» **Exercise passage**:
* * * * * * * * *

Lapcats was founded in April 2005 by Sacramento County Shelter volunteers Barbara Doty and Kim Dahl. When Barbara moved to Sacramento from San Diego (with a brief 7 year stay in Rio Rancho New Mexico), she was searching for a way to help animals and came upon the County Shelter by accident. A neighbor was looking to BUY a dog and Barbara suggested SAVING a dog by adopting from the local shelter. She started searching the web and found a dog that fit the criteria the neighbor was looking for and when she inquired about the dog, it just so happened he was a foster puppy with Sac County Animal Care. Barbara and the foster mom discussed the animal crisis in Sacramento and Barbara wanted to help so the foster suggested she visit the County Pound because it was in DIRE need of help.
It took every ounce of courage for Barbara to step into a county pound without breaking down in tears. There were drop boxes outside the facility where people could dump their animals 24/7 with no guilt or recourse. The shelter was falling apart. Volunteers were scarce and the staff was disheartened-just going through the motions day by day of housing animals, adopting a few but having to euthanize the rest. The facility couldn't keep them healthy and couldn't house the number of animals coming through the doors. There was no vet. There was no money. It was awful.

* * * * * * * * *

» **Records**:

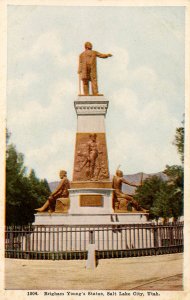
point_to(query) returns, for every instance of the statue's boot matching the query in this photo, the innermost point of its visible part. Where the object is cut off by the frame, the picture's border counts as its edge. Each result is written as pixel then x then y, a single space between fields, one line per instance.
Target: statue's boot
pixel 44 207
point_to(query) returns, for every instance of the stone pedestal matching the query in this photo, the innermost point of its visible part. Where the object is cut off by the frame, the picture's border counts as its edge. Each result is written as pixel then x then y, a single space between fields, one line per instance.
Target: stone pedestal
pixel 91 201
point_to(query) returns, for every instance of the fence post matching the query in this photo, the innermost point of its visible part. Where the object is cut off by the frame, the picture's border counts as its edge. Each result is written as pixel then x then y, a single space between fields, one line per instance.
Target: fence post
pixel 155 233
pixel 91 259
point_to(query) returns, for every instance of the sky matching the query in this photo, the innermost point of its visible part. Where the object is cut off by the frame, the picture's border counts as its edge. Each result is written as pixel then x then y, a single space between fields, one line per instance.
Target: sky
pixel 143 82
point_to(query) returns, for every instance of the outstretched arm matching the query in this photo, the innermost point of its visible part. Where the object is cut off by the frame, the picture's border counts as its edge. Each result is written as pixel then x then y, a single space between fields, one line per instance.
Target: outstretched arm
pixel 101 55
pixel 57 190
pixel 129 183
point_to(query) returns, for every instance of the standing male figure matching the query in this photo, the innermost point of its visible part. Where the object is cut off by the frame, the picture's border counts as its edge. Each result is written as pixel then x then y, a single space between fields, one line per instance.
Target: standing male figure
pixel 87 68
pixel 60 192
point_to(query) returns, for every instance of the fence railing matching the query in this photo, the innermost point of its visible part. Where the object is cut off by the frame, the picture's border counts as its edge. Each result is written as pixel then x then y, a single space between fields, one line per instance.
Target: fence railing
pixel 71 241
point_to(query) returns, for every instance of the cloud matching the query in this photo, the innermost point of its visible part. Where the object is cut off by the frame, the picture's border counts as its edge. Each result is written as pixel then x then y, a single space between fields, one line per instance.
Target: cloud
pixel 49 158
pixel 48 43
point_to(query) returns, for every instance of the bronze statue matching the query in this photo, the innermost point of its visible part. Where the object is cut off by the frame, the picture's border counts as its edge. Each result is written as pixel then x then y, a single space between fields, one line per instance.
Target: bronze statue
pixel 118 179
pixel 60 192
pixel 87 68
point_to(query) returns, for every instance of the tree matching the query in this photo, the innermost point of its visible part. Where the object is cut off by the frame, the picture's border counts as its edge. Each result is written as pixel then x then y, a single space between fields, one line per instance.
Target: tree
pixel 24 192
pixel 179 142
pixel 147 193
pixel 165 199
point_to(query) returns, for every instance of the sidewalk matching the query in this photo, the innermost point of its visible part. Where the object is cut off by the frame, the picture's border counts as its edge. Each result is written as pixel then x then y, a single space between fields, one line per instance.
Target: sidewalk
pixel 115 274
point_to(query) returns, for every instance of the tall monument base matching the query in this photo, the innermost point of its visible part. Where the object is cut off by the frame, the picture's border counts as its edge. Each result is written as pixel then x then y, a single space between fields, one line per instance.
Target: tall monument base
pixel 90 219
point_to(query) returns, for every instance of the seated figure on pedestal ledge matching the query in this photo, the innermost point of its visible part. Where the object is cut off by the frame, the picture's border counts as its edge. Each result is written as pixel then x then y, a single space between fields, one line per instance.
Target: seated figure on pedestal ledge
pixel 87 69
pixel 122 199
pixel 60 192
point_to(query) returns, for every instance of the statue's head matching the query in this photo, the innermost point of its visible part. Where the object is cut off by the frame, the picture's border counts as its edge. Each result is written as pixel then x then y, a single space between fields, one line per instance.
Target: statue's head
pixel 119 173
pixel 88 46
pixel 93 136
pixel 62 173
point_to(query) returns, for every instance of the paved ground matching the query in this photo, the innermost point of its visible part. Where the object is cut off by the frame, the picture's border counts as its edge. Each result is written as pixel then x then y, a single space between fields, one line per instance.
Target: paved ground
pixel 162 272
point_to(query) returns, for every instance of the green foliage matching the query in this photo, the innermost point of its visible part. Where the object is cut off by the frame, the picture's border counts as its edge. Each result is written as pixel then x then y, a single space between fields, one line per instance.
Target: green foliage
pixel 163 198
pixel 147 193
pixel 179 142
pixel 23 193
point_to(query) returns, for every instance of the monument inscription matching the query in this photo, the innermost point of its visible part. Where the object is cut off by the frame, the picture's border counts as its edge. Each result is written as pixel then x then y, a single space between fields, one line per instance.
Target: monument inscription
pixel 91 200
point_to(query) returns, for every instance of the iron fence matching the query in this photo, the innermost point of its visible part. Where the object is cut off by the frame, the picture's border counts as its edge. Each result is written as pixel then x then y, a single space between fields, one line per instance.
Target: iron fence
pixel 71 241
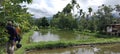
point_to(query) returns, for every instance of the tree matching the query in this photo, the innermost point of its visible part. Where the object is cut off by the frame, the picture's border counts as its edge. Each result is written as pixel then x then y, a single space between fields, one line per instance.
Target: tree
pixel 67 9
pixel 11 10
pixel 90 10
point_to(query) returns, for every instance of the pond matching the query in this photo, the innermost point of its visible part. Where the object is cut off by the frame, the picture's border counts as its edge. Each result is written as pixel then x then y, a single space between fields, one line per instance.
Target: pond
pixel 56 36
pixel 98 49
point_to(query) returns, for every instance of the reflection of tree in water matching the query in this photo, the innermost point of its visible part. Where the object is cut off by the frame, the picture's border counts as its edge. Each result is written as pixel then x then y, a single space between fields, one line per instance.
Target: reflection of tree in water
pixel 109 49
pixel 43 32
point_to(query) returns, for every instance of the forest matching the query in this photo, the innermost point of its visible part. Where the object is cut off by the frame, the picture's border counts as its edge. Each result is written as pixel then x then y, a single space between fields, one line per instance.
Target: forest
pixel 89 22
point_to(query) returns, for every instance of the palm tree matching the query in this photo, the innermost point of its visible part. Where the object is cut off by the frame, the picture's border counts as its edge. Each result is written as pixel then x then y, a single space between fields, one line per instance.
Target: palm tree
pixel 90 10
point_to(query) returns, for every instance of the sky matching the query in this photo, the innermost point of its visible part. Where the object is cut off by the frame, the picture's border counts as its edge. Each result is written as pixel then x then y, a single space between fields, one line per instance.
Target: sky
pixel 47 8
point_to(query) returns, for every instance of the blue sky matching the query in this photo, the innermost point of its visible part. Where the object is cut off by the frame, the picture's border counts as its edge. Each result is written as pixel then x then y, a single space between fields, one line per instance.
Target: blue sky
pixel 41 8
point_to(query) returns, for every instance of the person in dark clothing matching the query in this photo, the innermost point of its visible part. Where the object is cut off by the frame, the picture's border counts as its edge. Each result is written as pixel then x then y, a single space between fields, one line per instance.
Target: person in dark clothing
pixel 12 38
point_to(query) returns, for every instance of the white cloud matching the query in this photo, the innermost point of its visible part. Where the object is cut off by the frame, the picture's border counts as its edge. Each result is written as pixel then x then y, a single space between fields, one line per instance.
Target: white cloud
pixel 41 8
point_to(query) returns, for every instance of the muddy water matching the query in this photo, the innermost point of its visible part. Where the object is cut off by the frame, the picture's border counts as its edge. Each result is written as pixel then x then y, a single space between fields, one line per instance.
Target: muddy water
pixel 103 49
pixel 55 36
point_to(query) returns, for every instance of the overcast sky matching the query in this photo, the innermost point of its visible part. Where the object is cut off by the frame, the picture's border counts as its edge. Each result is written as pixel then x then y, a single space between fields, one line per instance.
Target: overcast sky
pixel 41 8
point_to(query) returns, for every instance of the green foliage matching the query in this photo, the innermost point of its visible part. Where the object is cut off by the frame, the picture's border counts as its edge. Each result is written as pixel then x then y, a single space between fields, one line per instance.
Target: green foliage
pixel 12 10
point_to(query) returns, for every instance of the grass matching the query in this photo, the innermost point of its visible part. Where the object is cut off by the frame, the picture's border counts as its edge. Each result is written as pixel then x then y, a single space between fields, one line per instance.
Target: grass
pixel 58 44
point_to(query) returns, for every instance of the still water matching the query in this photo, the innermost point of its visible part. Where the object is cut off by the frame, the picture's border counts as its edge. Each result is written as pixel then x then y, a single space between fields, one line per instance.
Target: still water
pixel 102 49
pixel 55 36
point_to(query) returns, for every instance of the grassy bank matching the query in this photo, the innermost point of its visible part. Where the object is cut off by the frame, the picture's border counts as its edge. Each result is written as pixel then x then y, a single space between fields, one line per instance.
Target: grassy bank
pixel 58 44
pixel 24 42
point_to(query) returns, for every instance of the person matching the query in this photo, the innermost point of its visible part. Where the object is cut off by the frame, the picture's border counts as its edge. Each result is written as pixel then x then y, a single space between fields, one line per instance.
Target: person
pixel 12 37
pixel 18 31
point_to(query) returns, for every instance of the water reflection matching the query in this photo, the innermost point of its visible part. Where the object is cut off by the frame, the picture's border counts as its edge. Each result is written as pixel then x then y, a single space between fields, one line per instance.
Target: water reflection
pixel 37 36
pixel 55 36
pixel 103 49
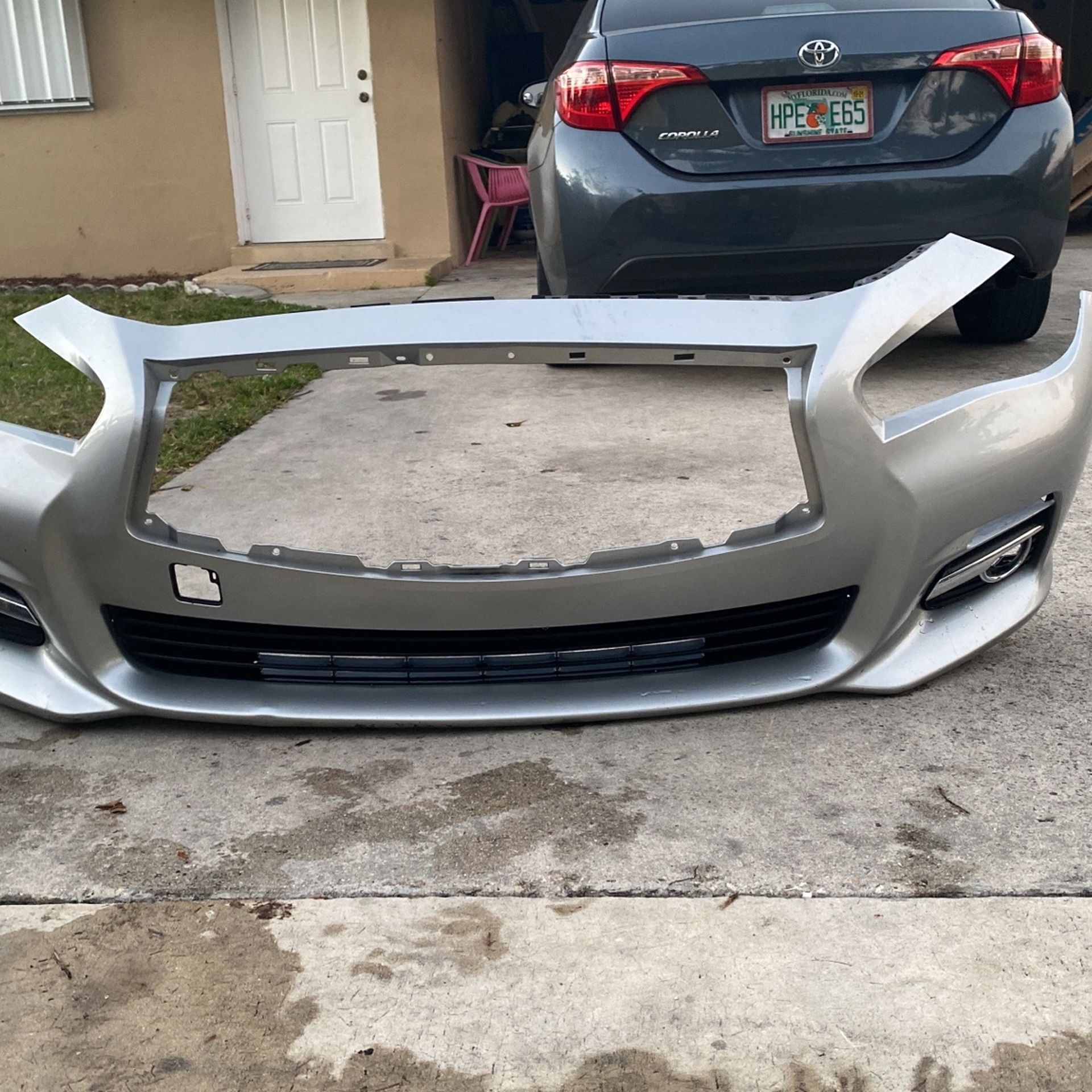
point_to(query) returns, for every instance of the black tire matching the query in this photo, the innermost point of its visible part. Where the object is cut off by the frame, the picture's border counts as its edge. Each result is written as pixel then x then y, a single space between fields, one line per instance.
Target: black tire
pixel 1004 316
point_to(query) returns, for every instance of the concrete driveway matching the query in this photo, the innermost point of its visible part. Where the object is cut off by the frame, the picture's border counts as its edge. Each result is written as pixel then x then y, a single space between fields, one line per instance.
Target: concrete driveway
pixel 975 785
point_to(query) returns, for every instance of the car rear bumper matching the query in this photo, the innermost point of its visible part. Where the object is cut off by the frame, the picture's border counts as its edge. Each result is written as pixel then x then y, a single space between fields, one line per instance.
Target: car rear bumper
pixel 611 220
pixel 890 505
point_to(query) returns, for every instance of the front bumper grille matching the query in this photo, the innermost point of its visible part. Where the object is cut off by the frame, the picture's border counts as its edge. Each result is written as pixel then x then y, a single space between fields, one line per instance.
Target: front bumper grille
pixel 214 649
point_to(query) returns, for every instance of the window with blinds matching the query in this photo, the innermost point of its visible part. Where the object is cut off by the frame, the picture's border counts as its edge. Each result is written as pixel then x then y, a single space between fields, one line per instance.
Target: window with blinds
pixel 43 56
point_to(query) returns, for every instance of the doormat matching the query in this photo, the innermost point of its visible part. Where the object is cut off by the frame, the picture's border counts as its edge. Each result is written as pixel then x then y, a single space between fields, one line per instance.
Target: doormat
pixel 350 263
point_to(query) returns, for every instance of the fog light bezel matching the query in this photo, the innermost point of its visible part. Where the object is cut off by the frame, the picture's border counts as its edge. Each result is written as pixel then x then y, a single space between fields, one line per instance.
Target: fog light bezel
pixel 1025 540
pixel 18 622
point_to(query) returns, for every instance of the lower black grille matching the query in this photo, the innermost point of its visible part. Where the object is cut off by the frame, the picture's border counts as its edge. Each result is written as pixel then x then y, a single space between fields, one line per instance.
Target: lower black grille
pixel 213 649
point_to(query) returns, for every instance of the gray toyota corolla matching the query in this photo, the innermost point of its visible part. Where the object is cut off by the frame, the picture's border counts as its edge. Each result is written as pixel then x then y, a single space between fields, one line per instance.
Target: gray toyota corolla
pixel 746 147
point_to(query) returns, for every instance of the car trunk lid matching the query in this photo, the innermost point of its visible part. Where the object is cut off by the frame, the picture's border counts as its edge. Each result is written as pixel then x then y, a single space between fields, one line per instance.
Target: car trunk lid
pixel 752 65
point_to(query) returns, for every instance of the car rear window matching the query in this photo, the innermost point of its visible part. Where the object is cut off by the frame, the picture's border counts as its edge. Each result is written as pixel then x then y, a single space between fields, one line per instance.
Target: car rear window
pixel 634 14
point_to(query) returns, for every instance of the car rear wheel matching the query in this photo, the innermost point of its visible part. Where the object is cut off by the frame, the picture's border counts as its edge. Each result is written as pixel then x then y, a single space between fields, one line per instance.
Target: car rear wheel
pixel 1003 316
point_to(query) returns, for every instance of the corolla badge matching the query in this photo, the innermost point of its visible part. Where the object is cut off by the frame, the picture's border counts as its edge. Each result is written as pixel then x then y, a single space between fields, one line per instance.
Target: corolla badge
pixel 819 54
pixel 692 135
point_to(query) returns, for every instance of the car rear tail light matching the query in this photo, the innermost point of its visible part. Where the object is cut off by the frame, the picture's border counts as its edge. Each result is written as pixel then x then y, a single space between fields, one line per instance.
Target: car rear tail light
pixel 605 94
pixel 1028 69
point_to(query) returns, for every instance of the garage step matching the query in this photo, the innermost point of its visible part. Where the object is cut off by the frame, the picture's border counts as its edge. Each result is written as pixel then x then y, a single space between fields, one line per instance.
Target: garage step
pixel 391 273
pixel 254 254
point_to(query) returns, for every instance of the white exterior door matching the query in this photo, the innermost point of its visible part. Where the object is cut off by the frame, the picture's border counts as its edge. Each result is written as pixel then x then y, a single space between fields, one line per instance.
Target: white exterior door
pixel 309 158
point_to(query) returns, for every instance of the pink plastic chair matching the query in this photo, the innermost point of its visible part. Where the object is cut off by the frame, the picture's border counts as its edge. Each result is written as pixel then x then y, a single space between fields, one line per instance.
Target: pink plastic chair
pixel 498 186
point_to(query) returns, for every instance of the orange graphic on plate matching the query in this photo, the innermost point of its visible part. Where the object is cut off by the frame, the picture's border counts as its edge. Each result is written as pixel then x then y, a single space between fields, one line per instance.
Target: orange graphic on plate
pixel 818 110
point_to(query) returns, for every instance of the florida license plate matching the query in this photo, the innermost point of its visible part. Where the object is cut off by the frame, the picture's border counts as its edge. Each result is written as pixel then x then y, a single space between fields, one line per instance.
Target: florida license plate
pixel 837 111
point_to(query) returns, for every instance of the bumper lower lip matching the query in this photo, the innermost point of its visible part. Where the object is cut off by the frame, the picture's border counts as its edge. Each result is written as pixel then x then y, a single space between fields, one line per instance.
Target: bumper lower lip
pixel 891 504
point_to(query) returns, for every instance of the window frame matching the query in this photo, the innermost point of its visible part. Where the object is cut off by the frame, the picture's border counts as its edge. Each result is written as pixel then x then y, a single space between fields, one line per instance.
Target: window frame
pixel 70 45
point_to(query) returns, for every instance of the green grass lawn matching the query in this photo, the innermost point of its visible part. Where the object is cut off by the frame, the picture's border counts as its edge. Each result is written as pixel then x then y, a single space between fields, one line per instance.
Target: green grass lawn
pixel 41 390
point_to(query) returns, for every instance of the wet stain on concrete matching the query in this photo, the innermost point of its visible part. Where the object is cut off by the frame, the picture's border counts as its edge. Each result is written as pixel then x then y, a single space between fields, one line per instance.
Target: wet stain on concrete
pixel 465 936
pixel 35 800
pixel 1060 1064
pixel 479 826
pixel 396 396
pixel 806 1079
pixel 352 784
pixel 49 737
pixel 380 971
pixel 921 863
pixel 146 864
pixel 195 997
pixel 568 909
pixel 177 995
pixel 640 1072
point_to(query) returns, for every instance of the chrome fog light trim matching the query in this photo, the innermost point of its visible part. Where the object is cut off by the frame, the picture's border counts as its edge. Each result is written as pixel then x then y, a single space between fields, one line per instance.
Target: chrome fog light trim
pixel 16 619
pixel 994 567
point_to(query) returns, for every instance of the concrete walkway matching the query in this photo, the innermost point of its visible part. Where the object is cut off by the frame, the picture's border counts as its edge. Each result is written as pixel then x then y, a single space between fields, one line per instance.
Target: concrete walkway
pixel 523 995
pixel 523 978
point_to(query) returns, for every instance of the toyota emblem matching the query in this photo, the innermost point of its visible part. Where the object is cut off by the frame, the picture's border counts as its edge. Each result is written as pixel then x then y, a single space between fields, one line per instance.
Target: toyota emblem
pixel 819 54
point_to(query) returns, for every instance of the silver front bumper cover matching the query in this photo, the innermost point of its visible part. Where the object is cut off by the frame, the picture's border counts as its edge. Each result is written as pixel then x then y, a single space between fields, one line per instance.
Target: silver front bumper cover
pixel 891 505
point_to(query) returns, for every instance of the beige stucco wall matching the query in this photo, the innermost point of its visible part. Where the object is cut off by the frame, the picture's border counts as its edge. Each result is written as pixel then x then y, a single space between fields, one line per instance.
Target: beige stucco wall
pixel 409 126
pixel 462 43
pixel 141 184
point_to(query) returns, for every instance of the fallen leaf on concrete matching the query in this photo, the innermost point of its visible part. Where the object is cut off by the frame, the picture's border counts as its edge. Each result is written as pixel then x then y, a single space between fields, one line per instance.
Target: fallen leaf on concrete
pixel 952 803
pixel 271 909
pixel 63 966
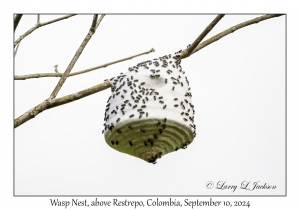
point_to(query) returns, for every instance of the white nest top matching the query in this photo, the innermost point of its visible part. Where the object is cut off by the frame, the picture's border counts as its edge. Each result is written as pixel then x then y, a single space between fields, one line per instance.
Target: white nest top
pixel 155 88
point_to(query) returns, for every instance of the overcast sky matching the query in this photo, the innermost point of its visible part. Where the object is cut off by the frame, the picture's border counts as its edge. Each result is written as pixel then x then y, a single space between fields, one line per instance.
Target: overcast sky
pixel 238 87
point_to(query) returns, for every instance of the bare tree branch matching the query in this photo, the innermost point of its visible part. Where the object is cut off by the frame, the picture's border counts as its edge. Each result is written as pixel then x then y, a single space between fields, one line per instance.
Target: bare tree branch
pixel 233 29
pixel 50 103
pixel 99 20
pixel 17 20
pixel 38 19
pixel 75 58
pixel 16 50
pixel 38 75
pixel 187 52
pixel 38 25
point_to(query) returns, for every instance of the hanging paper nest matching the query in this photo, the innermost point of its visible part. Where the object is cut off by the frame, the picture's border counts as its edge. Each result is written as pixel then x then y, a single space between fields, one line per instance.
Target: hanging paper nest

* * * * * * * * *

» **Exercise tasks**:
a. Answer these questions from the Lapcats passage:
(i) In what month and year was Lapcats founded?
(ii) From which city did Barbara move to Sacramento?
(iii) What was outside the county facility where people could leave their animals at any hour?
b. Write out everything in the Lapcats passage from "It took every" down to "It was awful.", word for word.
You won't need the lines to do this.

» **Answers below**:
a.
(i) April 2005
(ii) San Diego
(iii) Drop boxes

b.
It took every ounce of courage for Barbara to step into a county pound without breaking down in tears. There were drop boxes outside the facility where people could dump their animals 24/7 with no guilt or recourse. The shelter was falling apart. Volunteers were scarce and the staff was disheartened-just going through the motions day by day of housing animals, adopting a few but having to euthanize the rest. The facility couldn't keep them healthy and couldn't house the number of animals coming through the doors. There was no vet. There was no money. It was awful.